Gathers any error messages which occurred during the test.

6. SetServerStyleGarbageCollection.txt

Script to turn on server site garbage collection on the load generators.

7. BulkInsertSample.txt

Sample methodology to get parameter data loaded into SQL server.

8. DeleteOldData.sql.txt

Script to run when the load test db runs out of space.

9. CreateLOADTESTDatabase.sql.txt

The script to create a new, blank, LoadTest database.

 Using the SQL Scripts
Only the first 4 scripts that are used in normal load testing data collection. The first thing you have to do is query the LoadTest DB for the most recent run ID (your test). You then must take this run ID and replace it in the other SQL scripts. A few of the queries can be altered in order to find pages which ran the longest time. Currently, what I do is copy the query results out of the Query Analyzer window and paste it in Excel. I then graph a few of the key pages in Excel.

 I have been developing a Microsoft Access tool which automates the process of using these scripts and automatically produces desirable graphs.

 4. How to Query the Data Collected Via VSTS

This is described above. Basically after the query runs, paste the resulting data from Query Analyzer into Excel and graph it. The MS Access tool I have partially developed should help greatly with this.

 The only trick is getting the correct LoadRunID. This ID is time and date stamped in the LoadTest database so it is not too hard to find old tests if you can remember when you ran it.

There are some other tricks, but currently these tricks are necessary only because we do not have the Load Test Agent installed. This should be installed shortly.

The only final trick is that sometimes a query fails, because sometimes a request has the exact time and date stamp as another request. This is going to need a SQL developer to figure out. The load test agent may help with this problem too.

 5. Location of VSTS Solution And Data Sources

The best location to find the most current version of the VSTS Mixed load solution is on one of the STAGE load generators, loadgen04, loadgen07, or loadgen10. (10.207.18.104, 107, or 110). I place the  mixed load scenario in a folder called “LoadTestSimplified” and the solution file is named “stage.” (But of course, you can move this solution around to the load environment if you have used the parameterize web servers” feature.

 

All the POST requests in the solution have  a parameterized data source. I always use SQL Server as the data source, rather than a text file. I don’t use text files because they chew up memory and CPU on the load generator. The SQL server which holds the parameter data is on a separate machine than the SQL server which holds the results. The SQL Server I have been using is <deleted>. This machine is in the STAGE subnet, 10.207.18.102.  I always connect with  SQL Server credentials, USR: LoadTester, PWD: Password.1 .

 I have been toying with the idea of using the product catalog and Keyword lookup databases as datasources. This would give us more coverage.  

7. Location of all supporting documents/references.

+++

• Tasks to perform:
1. In the load-testing notes, why does the author avoid using text files as the parameter data source?
2. Resume the load-testing notes from the point where they end.
You won't need the items for anything here.

Position annotation records:
+++

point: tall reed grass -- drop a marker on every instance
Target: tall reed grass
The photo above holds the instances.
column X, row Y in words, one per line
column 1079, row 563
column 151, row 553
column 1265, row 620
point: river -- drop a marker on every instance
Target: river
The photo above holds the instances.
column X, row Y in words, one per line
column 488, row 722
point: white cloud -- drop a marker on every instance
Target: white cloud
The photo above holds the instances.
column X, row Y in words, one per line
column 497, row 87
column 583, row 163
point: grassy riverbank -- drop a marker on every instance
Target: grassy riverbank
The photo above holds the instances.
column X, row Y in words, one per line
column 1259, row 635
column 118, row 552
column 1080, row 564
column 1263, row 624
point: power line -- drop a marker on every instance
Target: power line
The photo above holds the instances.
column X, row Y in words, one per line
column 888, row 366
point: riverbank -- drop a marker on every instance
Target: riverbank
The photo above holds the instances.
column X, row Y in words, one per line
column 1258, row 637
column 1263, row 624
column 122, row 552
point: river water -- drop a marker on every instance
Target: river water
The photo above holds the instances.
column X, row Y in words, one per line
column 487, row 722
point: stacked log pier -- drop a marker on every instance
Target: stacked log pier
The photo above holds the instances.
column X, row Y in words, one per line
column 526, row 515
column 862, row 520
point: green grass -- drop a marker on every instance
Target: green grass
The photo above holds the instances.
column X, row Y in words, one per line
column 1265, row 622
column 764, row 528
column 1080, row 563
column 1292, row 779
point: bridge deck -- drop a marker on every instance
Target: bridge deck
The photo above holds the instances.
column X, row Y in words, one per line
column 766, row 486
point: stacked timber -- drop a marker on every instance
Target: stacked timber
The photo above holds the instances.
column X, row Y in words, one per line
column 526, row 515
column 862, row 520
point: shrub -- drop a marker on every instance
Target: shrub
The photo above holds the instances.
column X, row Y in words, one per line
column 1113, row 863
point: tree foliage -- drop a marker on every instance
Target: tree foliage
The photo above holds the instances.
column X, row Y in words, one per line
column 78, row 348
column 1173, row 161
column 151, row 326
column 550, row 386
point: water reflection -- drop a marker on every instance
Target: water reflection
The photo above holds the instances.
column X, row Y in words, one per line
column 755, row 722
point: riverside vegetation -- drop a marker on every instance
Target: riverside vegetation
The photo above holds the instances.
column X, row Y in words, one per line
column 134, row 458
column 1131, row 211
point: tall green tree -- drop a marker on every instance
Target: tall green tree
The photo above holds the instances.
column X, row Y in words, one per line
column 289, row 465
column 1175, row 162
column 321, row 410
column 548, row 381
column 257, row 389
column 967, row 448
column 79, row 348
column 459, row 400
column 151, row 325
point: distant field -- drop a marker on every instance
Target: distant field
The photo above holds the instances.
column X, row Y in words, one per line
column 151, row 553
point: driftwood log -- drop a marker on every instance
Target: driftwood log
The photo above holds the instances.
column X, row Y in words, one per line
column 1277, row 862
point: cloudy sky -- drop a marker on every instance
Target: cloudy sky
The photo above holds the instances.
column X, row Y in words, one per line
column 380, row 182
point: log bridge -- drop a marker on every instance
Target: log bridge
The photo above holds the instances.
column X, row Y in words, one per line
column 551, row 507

+++

• Responses for each task:
1. Text files use up memory and CPU on the load generator.

2.
 Your basic reference for questions is Microsoft’s VSTS testers forum.  http://forums.microsoft.com/MSDN/ShowForum.aspx?ForumID=19&SiteID=1 .  Microsoft FTE’s stopped answering questions here about November 1, 2006. But there is still lots of good info.

 The book on VSTS, Visual Studio Team Test 2005,  is of some use, but not as helpful as the forums. To use the forum’s search functionality you must enter search terms with a capital “AND” or “NOT” as the logical operators.  

Excel Spreadsheets where I calculated think times and user load are here:

\\loadgen\Projects\StageLoadTesting\TestDetailsFor8WebServersBetaProduction.xls

 All the Omniture data on which the Think Times and Mixed Load Scenarios are based are here:

\\loadgen\Projects\WVUI_Framework\HowManyUsers\OmnitureInfo

 To do

There is a conflict in some of the queries when the time stamps are the same. The next time I run into these, use profiler to see how VSTS resolves this conflict.


Appendix: Data Mining the VSTS LoadTest Database

Some things I have learned about VSTSload testing might be of use in automating VSTSweb tests.

Namely, it is possible to store the results of all web tests in a  (pre-existing) SQL Server database. VSTS stores Loadtest data in SQL instead  trx files.  This is the default behavior of VSTS.

But  the results of web tests can also be stored in the Loadtest database.

Some advantages of using SQL Server  to store test result data are:

    • The results of the test can be pulled out of the database by means of SQL queries, thus avoiding the parsing of XML.
    • Centralization of test results
    • History of tests is kept
    • Easier parsing of results
    • More errors caught

These advantages require  that web tests be run from a VSTS load test. And the load test then set to an iteration of one. A load test can also be kicked off by mstest.exe

There are two excellent posts in the VSTS forum about  running web tests as load tests and setting this iteration level to one:

Once a web test is run from a loadtest, you will find the results kept very compactly in a database named “LoadTest”  in the SQL Server express database on your local machine.

This database can be mined to find the results of your tests or the failure results.

Data Mining the VSTS LoadTest Database

Viewing the data in the LoadTest database requires a painless upgrade to the Advanced version of SQL Server Express. The free download for this is here: (http://msdn.microsoft.com/vstudio/express/sql/download/ “SQL Server 2005 Express Edition withAdvanced Services SP1” ) The advanced version gives you a GUI from which you can access your test data by point and click, and a query manager to code up queries. You could also install a regular SQL server instance.  (You can in fact point VSTS to any existing SQL server anywhere on the network, and use the loadtestresultsrepository.sql file to create a loadtest database.)

Once you have a GUI you will see the all the tables where the results of every load test are stored, including error messages, and you can run queries against all this data to find the results of your tests programmatically.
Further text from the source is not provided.